_YOUR INSTRUCTIONS_. Copy out every line of each entry below word for word, leaving out the pictures.

_DATA_.
-=-=-=-=-

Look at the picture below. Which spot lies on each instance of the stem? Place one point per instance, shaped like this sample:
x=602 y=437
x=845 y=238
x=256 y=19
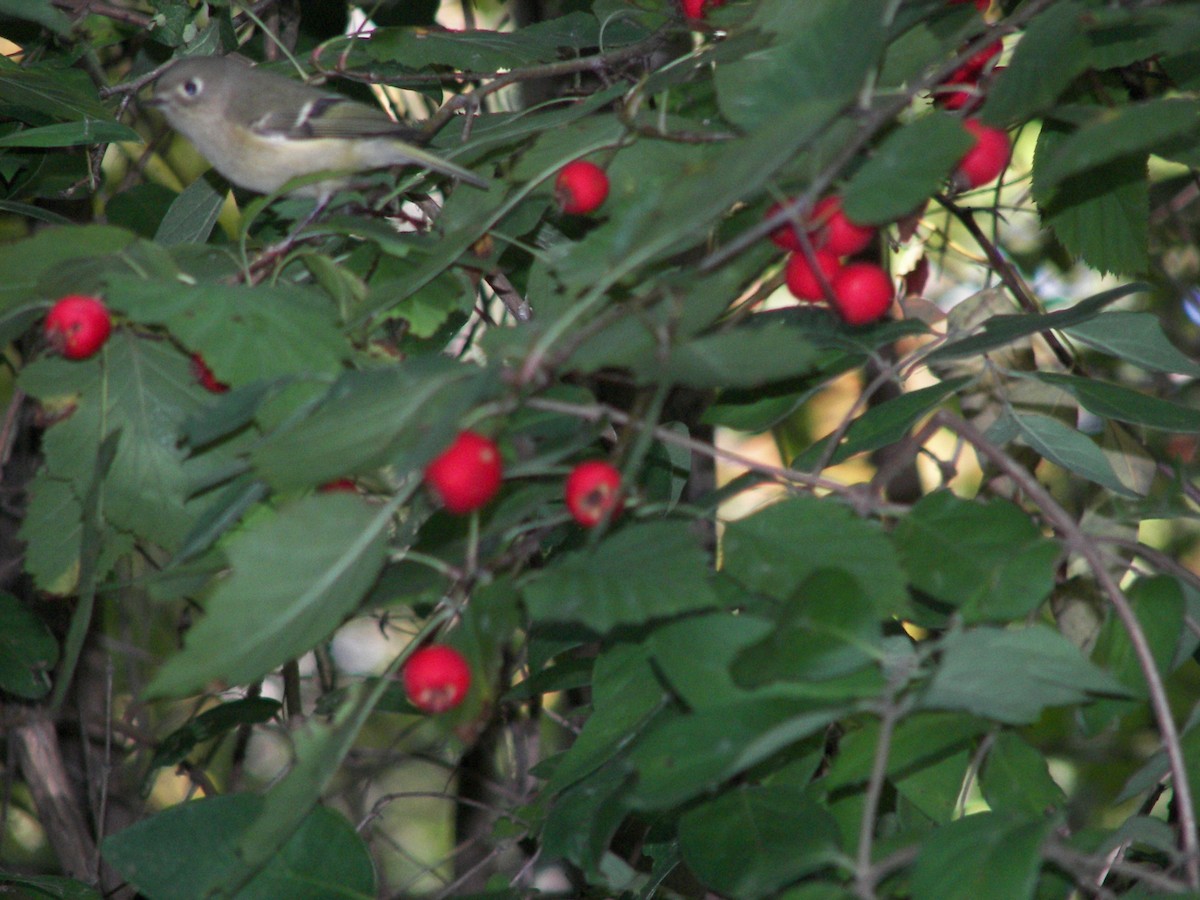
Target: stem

-=-=-=-=-

_RIGHT ANSWER_.
Look at the picture below. Which spot lies on each instance of the stem? Place one point per instance, shaped like this sample:
x=602 y=437
x=845 y=238
x=256 y=19
Target: stem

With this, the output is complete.